▶ Passage to read
Let’s quarantine politicians
I don’t have Ebola.
I’m fairly certain you don’t either.
But, because all of the 24-hour news channels have gone all out with their Ebola coverage, I’m afraid it’ll jump right off my TV and right down my throat.
Am I wrong?
So far, there’s been a grand total of one Ebola death in the United States; four people who’ve been diagnosed with it, and only two cases of people who’ve contracted it on U.S. soil.
As I write this, the U.S. population is 319, 160,907 – with a net increase of one person per every 15 seconds.
In fact, the population increased by seven people from the time I started that last sentence, until the end of this one. (I type slowly)
But that’s six more people than have died from Ebola in the United States, since the disease was first diagnosed in 1976.
The national news channels have willing assistants helping them churn up Ebola hysteria – politicians.
Nobody can ignore medical science to make unverifiable political points like a Republican (or, uncharacteristically, at least one Democrat) with a desire to flex their “in the public interest” chops.
“Reports of illegal migrants carrying deadly diseases such as swine flu, dengue fever, Ebola virus and tuberculosis are particularly concerning,” said Rep. Phil Gingrey (R-Ga.) in a letter to the Centers for Disease Control.

▶ Dataset entries

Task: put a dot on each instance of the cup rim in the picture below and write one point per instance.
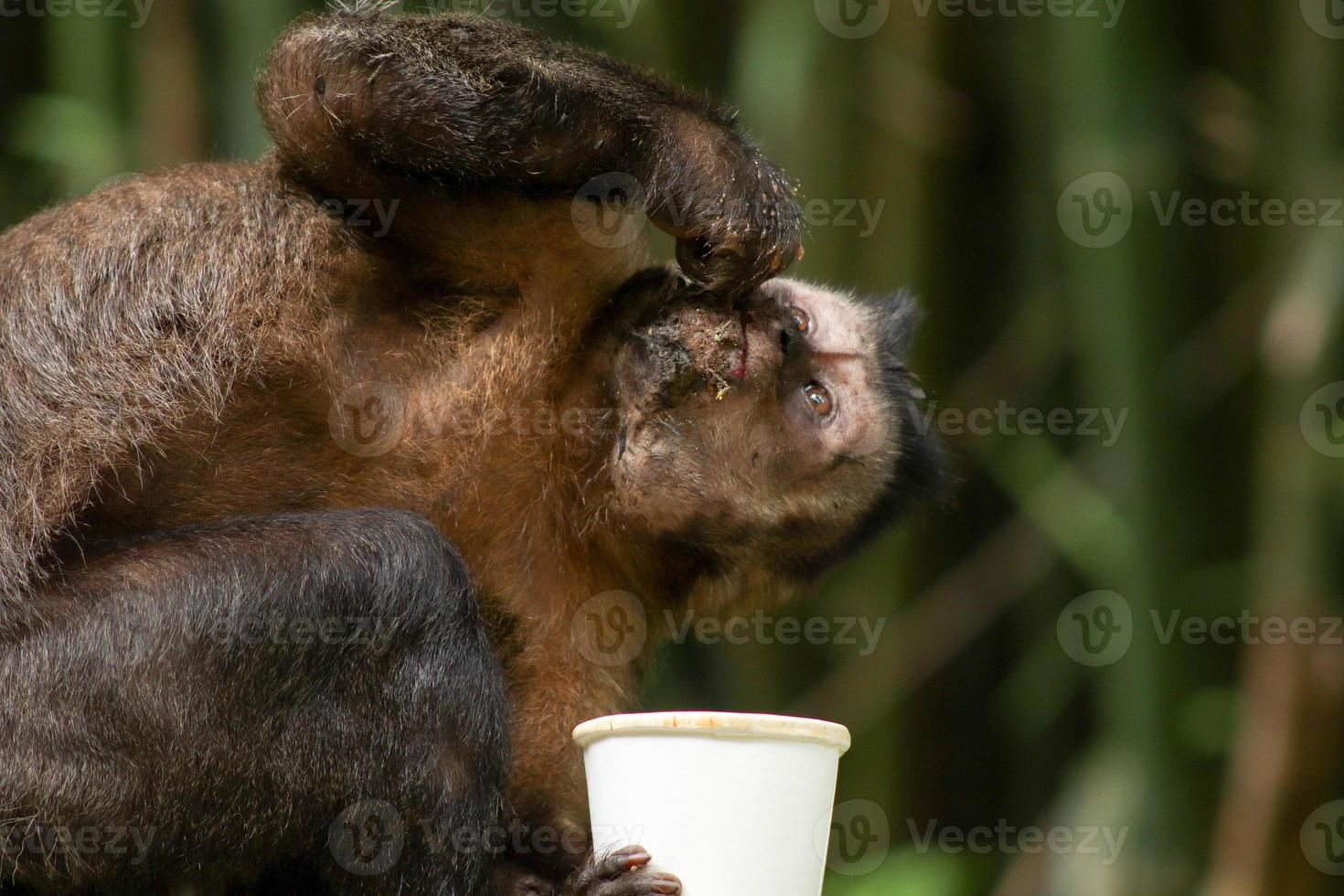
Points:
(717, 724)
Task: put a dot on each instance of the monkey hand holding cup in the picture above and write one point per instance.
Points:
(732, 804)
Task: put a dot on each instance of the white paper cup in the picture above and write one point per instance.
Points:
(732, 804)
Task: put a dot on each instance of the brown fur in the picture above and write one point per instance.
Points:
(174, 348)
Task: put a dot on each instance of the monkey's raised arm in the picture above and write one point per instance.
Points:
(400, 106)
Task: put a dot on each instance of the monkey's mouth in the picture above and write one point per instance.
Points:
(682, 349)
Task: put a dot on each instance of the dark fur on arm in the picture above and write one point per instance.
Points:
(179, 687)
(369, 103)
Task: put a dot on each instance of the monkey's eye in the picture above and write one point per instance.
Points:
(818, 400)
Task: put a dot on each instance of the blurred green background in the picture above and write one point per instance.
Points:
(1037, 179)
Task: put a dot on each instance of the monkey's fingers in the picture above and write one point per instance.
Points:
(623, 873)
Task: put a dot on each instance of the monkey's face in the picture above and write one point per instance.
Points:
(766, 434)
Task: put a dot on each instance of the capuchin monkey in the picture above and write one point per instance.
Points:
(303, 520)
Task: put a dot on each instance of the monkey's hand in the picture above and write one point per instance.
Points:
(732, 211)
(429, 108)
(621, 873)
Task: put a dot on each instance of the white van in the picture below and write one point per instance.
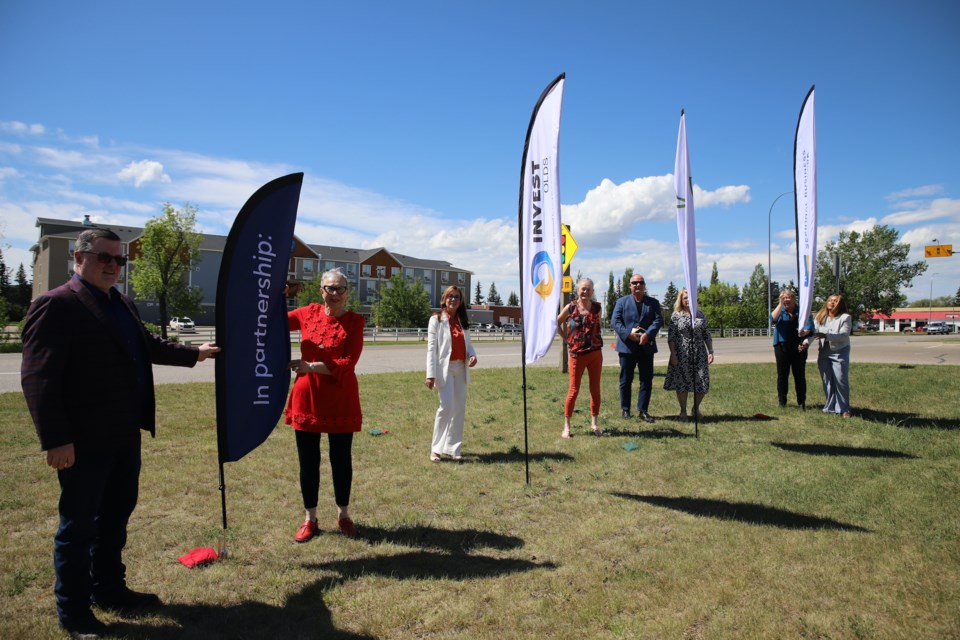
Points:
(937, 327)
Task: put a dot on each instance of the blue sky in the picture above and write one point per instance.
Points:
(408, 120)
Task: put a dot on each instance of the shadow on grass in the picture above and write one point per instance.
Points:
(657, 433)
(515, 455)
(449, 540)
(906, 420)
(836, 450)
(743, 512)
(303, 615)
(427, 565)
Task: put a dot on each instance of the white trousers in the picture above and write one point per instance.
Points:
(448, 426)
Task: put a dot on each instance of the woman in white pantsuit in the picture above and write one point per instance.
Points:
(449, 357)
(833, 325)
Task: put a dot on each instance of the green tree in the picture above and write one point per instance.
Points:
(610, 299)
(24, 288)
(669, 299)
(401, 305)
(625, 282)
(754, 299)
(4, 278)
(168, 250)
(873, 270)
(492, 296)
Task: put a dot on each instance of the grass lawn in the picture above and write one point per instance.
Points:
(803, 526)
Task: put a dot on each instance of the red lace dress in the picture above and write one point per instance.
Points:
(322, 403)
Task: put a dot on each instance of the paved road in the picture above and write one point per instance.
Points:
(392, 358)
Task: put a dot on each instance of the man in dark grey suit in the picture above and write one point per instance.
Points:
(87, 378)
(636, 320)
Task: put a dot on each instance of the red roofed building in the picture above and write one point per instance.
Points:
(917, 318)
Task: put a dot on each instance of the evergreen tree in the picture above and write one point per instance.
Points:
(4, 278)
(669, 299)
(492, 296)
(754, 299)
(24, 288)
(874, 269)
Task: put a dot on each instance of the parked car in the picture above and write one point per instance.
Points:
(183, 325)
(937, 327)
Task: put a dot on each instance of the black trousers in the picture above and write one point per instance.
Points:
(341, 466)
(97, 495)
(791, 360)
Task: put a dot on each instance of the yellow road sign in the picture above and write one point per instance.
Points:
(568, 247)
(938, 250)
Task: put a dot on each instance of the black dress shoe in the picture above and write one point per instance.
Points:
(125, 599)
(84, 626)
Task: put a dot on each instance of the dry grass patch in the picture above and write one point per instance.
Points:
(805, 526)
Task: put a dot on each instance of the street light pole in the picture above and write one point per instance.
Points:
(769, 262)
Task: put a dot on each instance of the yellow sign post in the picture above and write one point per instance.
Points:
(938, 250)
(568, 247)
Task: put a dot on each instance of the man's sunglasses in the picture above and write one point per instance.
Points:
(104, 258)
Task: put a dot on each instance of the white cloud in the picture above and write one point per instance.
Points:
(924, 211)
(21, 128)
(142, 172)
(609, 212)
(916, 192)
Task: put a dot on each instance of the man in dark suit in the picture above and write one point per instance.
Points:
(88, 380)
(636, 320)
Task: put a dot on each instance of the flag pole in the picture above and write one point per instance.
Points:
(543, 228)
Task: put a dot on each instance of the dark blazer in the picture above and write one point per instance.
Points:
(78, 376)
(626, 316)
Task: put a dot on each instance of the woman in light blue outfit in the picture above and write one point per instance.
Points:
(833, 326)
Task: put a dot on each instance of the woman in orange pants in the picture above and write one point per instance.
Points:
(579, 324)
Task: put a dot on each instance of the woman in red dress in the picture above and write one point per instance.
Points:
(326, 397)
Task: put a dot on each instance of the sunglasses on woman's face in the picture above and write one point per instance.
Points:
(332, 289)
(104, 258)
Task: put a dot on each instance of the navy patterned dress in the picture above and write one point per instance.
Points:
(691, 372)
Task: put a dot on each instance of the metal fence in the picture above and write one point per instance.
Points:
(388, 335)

▶ Required action
Pick up the opinion column on Ebola hysteria and politicians right after its last sentence, the quote from Rep. Phil Gingrey, and continue it.

▶ Response for this exercise
There’s absolutely no evidence anything like that has ever occurred.
Another Republican, a former nurse, Rep. Renee Ellmers of North Carolina, recently suggested that the two nurses who contracted Ebola in a Dallas hospital may have gotten it in a way that medical scientists have strongly said can’t happen.
“When the nurses using protective gear, how has this happened? It tells me something has happened here. You said a couple of times this has not gone airborne. Are you looking for other mutations? I know how nurses are. They followed precautions,” Ellmers said.
The CDC was quick to knockdown that argument. “We are confident this was not an airborne transmission,” said CDC Director Tom Frieden.
Not only that the World Health Organization added that, “Speculation that Ebola virus disease might mutate into a form that could easily spread among humans through the air is just that: speculation, unsubstantiated by any evidence,” the WHO concluded.
Ellmers had no contact with the two nurses. The World Health Organization and the CDC has had years to study the disease.
Just who do you believe?
Unsubstantiated political statements are one thing. Unproductive political actions are something completely different.
Enter the Republican governor of New Jersey – Chris Christie, and the Democratic governor of New York – Andrew Cuomo.
They hatched a plan to place every health care worker who returns to their states from West Africa in forced, government-regulated quarantines.
Science be damned. Politics, especially involving two men who just may run for president in 2016 – full speed ahead.
The result of their joint edict was disastrous.
The first person who got snared, Nurse Kaci Hickox, was stuck in an unheated, isolated tent. Even though she tested negative for Ebola twice, including once through the Centers for Disease Control in Atlanta, she was essentially imprisoned.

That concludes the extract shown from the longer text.